_PROBLEMS TO WORK ON_
A - Decide whether each statement below agrees with the cruise passage, answering yes or no and quoting the deciding words from it: (i) On the later trip, the writer stayed onboard for 11 days. (ii) Cruise ships began using the Port of Seattle in 1989. (iii) The guests who hugged crew members were part of a group cruise reunion.
B - In the cruise passage, take the part that opens with the words containing "One thing that" and closes with "those on Silversea.", and give it again with "crew members" swapped for "staff members".
C - According to the cruise passage, which company maintained a coastal and transpacific fleet that homeported in Vancouver?

_EXTRACT_
□ □ □ □
One thing that has always stuck with me about that tour is when the first guests came onboard: one of them burst into tears when she saw the butlers standing at the gangway. She addressed them by name. Other guests came up and gave crew members big hugs, and I remember asking the receptionist if this was some kind of group cruise reunion. “No,” she replied. “They’re our guests.”
Four years later, I get to step onboard again – and stay onboard for 11 wonderful days. Having sailed several times with Silversea since that first tour, I now understand the reaction of those guests: I am always thrilled to see crew members that I have come to know well, and none are more personable (so it seems) than those on Silversea.
Although cruise ships began to use the Port of Seattle back in 1999, Vancouver has been the de-facto home of Alaskan cruising for generations. Even at the turn of the last century, Vancouver was a hub for steamships headed to Alaska, California, and the Orient, with Canadian Pacific maintaining a huge coastal and transpacific fleet that homeported here.
□ □ □ □
_DATA EXCERPT_
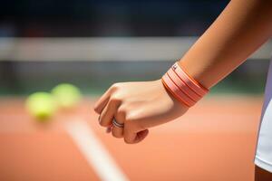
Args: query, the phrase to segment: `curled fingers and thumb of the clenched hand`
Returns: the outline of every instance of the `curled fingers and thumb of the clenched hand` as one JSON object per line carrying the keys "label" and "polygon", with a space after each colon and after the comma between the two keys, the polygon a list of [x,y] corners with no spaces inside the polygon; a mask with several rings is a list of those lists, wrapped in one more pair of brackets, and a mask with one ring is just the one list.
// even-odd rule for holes
{"label": "curled fingers and thumb of the clenched hand", "polygon": [[[133,109],[124,102],[123,95],[118,91],[118,85],[121,84],[112,85],[102,95],[95,103],[94,110],[100,114],[100,125],[107,128],[107,133],[112,132],[114,138],[123,138],[128,144],[139,143],[147,137],[149,130],[143,129],[140,126],[140,121],[137,121],[138,119],[133,118],[133,121],[126,119],[126,115],[131,113]],[[113,119],[117,123],[123,124],[123,128],[118,124],[112,124]]]}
□ □ □ □
_EXPECTED RESPONSES_
A -
(i) Yes: "stay onboard for 11 wonderful days"
(ii) No: "cruise ships began to use the Port of Seattle back in 1999"
(iii) No: "“No,” she replied. “They’re our guests.”"

B -
One thing that has always stuck with me about that tour is when the first guests came onboard: one of them burst into tears when she saw the butlers standing at the gangway. She addressed them by name. Other guests came up and gave staff members big hugs, and I remember asking the receptionist if this was some kind of group cruise reunion. “No,” she replied. “They’re our guests.”
Four years later, I get to step onboard again – and stay onboard for 11 wonderful days. Having sailed several times with Silversea since that first tour, I now understand the reaction of those guests: I am always thrilled to see staff members that I have come to know well, and none are more personable (so it seems) than those on Silversea.

C - Canadian Pacific